### REQUEST
Pick up the article about the Kwakman Calls business and continue it from the end of its last sentence.

### TEXT SHOWN
>> BEGIN

Peterson’s Kwakman Calls business is a division of A&G Tool and Die, launched by his father some 60 years ago. He makes a call named Tricky that sells for $35. Tricky will fool “the smartest of birds,” Peterson said. Whether turkeys rate high on IQ is a matter of hunter opinion. But this call beckons to them.

“It combines soft resin, heat-treated aluminum, fine acrylic and hardwood,” Peterson said. “Whether you’re at 10 feet or 100 yards, the range of sounds in this call will flat-out fool birds.”

Goose calls sell for $65 to $99. A custom-engraved Lucky 13 duck call in hot pink goes for $124. New in 2017 is the Storm duck call at $99 - “a double-reed mallard call with a devastating bottom end. Enough juice to break a duck down from a distance. Has rasp, squeak, squeal, pop,” the company website states. “Pick up this call and head to the blind.”

The company offers 16 different duck calls and six goose calls in a range of volumes, some raspy, others that sound like a young or older hen. “The hen is the vocal one,” Peterson said. Male ducks keep their quacks to themselves. “We do make a drake mallard call - more of a whistle,” Peterson said. The idea is to sound natural, a decoy that birds instinctively move toward.

He demonstrates the voice of a goose, then a duck. Uncanny.

“We have turkey calls, predator calls. We call just about everything,” Peterson said, including coyotes. “I have a howler that mimics a coyote. But to call a coyote, you sound like something dying - a rabbit. He’s looking for a meal. Then you get him.”

Peterson demonstrates the squeal of a rabbit in a coyote’s jaws. Chilling. “That’ll call a house cat,” he said. “Everything comes for a free meal.”

The Storm duck call comes in multiple colors: orange-crush pearl, Ferguson gray, ivory, mountain-dew pearl, blue and jet black.

“Machining and hunting run deep in our family,” said Peterson, who listened attentively to voices of thousands of ducks, and has manufactured their calls for three decades. He loves the work.

Kwakman Calls competes in a national duck-call market with the likes of Duck Commander, the Louisiana-based company run by the Robertsons, who starred in Duck Dynasty TV show.

Peterson flies to Colorado to hunt and ski. The business sells more than $100,000 worth of merchandise, including bird calls, a year- nearly 1,000 devices. Duck and geese calls are the biggest sellers. He barely keeps up with growing customer demand.

“We ship to New Zealand, Australia, Russia, France,” Peterson said, but primarily to the U.S., mostly the East Coast. “I am doing more and more in California. You go to Kansas, you are the odd man out if you don’t hunt,” he said.

“Go to the park and listen to a duck,” he suggested for buyers of new calls aiming to build skills. “Feed some bread. Park ducks make the same noises as a wild duck. Try to be natural.”

“I’m coming at it from an engineering” perspective, he said. “Use less air, make it quieter, more realistic.” He and other hunters test every new call before it goes up for sale.

He travels throughout the U.S. for sporting-goods shows: Colorado, Oklahoma, Kansas and Louisiana.

>> END

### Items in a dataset
>> BEGIN

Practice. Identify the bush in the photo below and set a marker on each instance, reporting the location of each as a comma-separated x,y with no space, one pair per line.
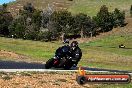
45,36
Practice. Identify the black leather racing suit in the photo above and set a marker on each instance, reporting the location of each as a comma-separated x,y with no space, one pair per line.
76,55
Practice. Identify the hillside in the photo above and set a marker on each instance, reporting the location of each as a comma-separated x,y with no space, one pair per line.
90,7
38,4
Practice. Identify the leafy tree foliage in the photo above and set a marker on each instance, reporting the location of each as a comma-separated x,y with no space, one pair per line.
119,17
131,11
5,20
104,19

>> END
>> BEGIN

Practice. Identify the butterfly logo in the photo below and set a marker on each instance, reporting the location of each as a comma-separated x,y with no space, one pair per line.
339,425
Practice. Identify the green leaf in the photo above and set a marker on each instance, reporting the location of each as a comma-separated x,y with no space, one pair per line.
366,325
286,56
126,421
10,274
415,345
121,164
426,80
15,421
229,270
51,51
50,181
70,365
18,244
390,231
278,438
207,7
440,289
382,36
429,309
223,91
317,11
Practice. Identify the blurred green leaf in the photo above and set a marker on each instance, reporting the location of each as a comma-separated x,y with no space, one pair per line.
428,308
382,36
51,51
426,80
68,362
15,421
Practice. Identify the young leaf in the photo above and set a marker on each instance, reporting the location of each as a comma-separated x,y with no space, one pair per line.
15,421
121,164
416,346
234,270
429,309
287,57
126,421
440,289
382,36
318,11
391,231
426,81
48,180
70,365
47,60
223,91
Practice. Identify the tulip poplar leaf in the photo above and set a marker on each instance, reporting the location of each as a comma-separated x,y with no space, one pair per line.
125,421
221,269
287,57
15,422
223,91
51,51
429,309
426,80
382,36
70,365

>> END
>> BEGIN

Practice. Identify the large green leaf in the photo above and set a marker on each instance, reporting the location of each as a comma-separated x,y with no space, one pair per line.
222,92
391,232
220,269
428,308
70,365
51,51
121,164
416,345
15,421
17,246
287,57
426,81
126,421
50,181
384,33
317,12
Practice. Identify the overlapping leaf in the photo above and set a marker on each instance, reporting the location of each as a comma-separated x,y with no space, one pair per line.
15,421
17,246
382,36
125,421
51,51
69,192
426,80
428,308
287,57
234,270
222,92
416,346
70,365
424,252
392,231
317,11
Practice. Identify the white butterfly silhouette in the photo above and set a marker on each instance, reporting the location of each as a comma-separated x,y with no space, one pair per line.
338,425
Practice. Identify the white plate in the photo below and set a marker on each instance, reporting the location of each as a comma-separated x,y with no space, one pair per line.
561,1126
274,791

>> END

### REPLY TO THE EXERCISE
Most calls are machined from acrylic with stainless-steel bands and reeds of Mylar, a brand of polyester film. He starts with acrylic rod. “I don’t have any CNCs (computer-numerical control machines) here,” Peterson said. He has two such high-tech machining devices at another shop where steel bands are made. Decades ago, bird calls were made from wood, especially walnut.

“A thousandth of an inch changes the whole tone,” he said. “I can work for a week on something and time flies by. I move air, bore size matters, slope matters. Some tilt forward, some back, some have grooves. Subtle changes make huge differences.”

Shortening a reed by a few thousandths of an inch can ruin it. A hair is roughly three thousandths of an inch in diameter. “Mathematically every insert has to be the same,” he said, and he experiments constantly with new prototypes. “I like the little nuances” of design, he said.

His shop is packed with machine tools, including a variety of lathes, grinders and drill presses. “I can stay competitive” by making everything from raw materials, he said. “We make all the tooling. I can do a better part on a manual machine than I can do on a CNC,” he said. “But I can’t put out the quantity.” A CNC machine can run all night long, swapping out tools as needed to machine a part.

“We used to do artificial heart valves, all the prototypes,” Peterson said. “We could get it closer,” to specifications within a few ten-thousandths of an inch. “Everything here is American-made. Imported acrylic is a lot cheaper, but it’s terrible” quality.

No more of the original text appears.